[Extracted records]

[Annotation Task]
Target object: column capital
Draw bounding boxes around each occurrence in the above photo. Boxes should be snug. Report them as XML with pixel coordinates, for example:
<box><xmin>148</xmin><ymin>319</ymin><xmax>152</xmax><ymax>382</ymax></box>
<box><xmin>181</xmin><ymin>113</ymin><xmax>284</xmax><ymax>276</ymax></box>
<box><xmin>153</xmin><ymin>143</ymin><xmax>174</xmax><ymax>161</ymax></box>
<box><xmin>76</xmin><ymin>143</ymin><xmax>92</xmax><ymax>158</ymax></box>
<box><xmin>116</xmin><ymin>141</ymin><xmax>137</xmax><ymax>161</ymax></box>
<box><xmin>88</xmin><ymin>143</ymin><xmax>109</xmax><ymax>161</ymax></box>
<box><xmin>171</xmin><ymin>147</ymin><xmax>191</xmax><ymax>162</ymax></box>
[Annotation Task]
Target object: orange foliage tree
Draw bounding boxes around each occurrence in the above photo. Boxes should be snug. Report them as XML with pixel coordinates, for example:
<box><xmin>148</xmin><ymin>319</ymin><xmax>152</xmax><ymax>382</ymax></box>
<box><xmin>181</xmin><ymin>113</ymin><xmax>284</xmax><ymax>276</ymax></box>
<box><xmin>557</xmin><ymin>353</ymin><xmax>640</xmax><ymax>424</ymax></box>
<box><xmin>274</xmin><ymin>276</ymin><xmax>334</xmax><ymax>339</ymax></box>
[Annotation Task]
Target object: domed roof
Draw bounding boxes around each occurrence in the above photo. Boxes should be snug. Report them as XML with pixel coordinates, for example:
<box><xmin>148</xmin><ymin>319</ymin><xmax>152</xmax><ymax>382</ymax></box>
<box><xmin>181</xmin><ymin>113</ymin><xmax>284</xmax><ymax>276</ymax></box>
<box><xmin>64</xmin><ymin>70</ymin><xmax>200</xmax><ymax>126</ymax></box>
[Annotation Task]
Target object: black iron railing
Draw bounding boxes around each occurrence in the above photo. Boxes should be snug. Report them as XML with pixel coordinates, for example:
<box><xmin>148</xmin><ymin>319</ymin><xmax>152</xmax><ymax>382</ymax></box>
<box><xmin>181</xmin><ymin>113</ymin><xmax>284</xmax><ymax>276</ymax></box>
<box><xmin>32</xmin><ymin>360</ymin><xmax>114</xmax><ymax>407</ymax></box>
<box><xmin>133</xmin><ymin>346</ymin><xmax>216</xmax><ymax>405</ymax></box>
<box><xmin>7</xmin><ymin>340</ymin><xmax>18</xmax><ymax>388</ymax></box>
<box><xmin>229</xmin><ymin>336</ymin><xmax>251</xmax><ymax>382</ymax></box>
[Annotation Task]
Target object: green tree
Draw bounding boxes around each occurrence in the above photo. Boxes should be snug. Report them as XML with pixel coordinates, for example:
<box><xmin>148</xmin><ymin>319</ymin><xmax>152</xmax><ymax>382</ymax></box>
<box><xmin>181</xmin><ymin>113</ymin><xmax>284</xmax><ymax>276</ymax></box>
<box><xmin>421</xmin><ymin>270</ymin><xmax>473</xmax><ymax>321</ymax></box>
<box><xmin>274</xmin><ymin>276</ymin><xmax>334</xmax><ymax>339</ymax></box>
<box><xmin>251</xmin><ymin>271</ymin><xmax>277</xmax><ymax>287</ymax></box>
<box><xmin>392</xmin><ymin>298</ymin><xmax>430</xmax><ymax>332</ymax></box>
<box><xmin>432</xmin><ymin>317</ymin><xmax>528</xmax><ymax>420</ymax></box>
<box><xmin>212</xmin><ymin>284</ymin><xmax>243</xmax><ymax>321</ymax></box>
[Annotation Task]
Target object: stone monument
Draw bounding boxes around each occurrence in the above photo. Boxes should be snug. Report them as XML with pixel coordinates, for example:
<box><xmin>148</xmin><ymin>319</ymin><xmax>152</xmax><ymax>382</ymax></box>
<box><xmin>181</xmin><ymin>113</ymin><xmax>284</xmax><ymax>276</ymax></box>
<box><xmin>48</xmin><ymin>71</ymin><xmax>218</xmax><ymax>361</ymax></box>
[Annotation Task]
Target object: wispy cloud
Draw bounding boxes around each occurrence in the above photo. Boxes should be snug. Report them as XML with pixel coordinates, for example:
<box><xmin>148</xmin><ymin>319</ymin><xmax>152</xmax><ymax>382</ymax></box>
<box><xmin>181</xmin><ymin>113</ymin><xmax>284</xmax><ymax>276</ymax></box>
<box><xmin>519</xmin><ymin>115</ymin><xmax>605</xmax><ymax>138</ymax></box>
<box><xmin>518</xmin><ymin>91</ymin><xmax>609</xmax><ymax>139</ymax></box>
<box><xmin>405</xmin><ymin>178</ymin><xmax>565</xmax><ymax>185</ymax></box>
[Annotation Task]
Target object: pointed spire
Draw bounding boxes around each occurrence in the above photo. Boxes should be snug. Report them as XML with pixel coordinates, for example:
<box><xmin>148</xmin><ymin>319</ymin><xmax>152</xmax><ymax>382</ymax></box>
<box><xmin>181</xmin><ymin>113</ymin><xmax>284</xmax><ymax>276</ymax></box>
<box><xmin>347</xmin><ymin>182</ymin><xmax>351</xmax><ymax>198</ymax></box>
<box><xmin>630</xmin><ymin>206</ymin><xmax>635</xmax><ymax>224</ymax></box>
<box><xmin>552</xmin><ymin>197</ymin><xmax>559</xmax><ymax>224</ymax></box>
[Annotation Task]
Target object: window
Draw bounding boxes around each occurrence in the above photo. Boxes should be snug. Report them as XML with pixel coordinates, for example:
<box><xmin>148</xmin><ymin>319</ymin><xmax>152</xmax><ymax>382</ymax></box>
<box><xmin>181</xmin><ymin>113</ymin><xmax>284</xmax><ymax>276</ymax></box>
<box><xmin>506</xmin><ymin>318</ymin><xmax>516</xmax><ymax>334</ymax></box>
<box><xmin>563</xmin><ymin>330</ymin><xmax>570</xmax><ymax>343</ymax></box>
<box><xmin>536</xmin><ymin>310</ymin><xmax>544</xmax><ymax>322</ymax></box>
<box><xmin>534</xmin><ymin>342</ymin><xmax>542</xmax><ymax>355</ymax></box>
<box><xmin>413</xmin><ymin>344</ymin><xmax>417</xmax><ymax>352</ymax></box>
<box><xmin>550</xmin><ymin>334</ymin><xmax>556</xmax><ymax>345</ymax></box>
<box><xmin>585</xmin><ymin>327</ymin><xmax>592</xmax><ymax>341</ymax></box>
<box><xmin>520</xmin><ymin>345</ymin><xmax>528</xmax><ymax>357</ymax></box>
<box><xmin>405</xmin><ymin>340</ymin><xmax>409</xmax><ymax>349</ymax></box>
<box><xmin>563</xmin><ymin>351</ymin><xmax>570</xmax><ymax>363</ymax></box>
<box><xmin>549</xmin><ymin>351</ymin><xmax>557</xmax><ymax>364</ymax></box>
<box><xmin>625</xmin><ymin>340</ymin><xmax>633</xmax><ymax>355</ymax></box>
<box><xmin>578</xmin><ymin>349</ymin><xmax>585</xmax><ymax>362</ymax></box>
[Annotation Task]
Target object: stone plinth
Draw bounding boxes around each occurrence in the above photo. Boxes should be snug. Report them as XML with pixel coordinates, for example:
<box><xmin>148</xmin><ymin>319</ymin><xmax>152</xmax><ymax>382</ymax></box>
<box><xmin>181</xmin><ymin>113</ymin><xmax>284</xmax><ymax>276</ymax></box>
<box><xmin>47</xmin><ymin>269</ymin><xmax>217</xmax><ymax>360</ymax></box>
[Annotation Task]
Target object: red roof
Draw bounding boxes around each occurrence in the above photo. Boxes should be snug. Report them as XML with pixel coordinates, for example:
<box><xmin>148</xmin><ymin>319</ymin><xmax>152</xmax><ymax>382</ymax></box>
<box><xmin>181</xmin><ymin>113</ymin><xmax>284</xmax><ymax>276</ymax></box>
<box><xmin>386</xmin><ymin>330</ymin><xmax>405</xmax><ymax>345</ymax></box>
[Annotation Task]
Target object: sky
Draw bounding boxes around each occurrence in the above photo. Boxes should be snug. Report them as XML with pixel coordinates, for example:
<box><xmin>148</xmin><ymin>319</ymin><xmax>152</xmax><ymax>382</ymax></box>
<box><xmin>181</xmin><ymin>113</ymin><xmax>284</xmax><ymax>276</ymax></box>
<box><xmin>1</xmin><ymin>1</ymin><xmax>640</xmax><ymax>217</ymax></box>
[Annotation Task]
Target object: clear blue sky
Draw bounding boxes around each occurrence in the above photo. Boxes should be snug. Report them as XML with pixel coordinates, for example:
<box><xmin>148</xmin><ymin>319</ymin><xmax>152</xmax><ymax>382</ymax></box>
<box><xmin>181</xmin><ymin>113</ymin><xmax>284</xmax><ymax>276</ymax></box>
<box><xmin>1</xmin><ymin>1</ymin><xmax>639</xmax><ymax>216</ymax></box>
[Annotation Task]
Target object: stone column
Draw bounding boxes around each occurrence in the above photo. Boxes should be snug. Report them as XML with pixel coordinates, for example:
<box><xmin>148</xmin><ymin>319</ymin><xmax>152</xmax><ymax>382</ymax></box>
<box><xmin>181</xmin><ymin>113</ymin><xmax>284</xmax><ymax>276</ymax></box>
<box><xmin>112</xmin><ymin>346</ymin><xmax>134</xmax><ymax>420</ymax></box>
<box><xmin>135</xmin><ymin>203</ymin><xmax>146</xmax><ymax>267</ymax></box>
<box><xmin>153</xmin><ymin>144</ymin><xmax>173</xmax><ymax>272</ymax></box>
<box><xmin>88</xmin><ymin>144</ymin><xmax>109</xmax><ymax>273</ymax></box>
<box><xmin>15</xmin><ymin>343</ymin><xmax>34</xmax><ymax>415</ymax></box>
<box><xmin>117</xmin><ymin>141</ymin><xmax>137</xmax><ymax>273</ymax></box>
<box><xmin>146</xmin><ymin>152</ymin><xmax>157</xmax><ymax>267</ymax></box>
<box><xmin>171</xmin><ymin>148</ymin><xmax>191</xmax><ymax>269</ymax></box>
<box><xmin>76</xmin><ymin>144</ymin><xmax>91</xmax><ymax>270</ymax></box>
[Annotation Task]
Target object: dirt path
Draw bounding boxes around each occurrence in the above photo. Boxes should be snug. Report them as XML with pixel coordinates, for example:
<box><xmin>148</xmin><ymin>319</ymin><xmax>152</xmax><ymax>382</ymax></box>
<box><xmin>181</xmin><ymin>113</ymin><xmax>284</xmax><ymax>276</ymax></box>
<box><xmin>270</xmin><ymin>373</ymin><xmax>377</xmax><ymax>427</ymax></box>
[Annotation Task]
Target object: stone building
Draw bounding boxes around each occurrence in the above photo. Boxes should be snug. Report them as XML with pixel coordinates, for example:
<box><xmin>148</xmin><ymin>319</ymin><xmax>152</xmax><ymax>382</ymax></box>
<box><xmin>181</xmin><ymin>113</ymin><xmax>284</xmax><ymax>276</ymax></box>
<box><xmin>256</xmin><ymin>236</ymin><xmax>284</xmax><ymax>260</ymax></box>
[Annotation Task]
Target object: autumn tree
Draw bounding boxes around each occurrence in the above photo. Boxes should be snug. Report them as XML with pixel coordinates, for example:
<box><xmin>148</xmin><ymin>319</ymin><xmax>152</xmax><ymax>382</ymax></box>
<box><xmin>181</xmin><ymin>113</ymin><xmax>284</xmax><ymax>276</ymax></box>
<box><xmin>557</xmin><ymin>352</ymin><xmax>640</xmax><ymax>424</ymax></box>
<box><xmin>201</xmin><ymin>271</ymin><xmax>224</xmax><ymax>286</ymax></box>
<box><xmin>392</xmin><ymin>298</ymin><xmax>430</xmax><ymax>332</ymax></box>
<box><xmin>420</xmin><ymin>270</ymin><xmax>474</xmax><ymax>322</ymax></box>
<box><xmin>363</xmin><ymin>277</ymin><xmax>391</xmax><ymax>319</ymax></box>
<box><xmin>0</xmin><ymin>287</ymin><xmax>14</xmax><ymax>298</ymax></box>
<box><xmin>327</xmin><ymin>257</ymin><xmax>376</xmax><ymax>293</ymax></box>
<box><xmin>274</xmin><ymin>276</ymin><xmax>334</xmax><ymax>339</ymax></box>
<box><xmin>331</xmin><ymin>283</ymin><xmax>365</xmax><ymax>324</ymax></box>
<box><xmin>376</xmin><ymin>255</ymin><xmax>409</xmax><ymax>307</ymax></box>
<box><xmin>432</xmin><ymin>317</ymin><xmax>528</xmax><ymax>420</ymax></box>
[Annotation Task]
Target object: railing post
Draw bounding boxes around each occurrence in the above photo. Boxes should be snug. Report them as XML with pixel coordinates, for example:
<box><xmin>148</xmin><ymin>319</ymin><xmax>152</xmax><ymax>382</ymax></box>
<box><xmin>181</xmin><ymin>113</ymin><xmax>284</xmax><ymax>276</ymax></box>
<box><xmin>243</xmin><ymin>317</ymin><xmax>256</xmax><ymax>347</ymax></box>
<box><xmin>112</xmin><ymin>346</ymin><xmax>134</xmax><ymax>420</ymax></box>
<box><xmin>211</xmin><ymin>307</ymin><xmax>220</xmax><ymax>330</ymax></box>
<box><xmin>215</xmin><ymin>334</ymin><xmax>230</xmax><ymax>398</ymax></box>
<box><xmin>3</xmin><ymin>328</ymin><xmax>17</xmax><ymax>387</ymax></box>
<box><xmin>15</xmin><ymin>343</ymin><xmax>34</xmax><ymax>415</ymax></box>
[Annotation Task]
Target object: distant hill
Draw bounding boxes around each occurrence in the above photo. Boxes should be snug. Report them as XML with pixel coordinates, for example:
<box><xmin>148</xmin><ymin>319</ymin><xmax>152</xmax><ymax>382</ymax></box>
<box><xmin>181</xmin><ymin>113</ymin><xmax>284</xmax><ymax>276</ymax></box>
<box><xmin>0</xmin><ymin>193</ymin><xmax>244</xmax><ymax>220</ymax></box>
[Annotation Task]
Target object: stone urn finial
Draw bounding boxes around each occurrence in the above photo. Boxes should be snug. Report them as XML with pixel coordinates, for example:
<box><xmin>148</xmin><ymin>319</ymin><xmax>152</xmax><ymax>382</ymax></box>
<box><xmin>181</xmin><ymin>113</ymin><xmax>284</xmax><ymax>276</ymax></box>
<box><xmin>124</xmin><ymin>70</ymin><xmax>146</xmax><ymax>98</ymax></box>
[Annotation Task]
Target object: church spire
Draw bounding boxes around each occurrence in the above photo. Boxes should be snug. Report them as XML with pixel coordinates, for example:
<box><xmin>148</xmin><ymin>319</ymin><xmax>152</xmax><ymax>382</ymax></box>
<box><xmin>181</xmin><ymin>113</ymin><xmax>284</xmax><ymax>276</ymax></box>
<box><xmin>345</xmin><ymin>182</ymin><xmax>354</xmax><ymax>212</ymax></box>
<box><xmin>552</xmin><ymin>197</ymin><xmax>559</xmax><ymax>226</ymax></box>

__What needs to be done__
State the number of lines in the preceding entries that include the word "spire". Provide nothing else.

__Response below__
2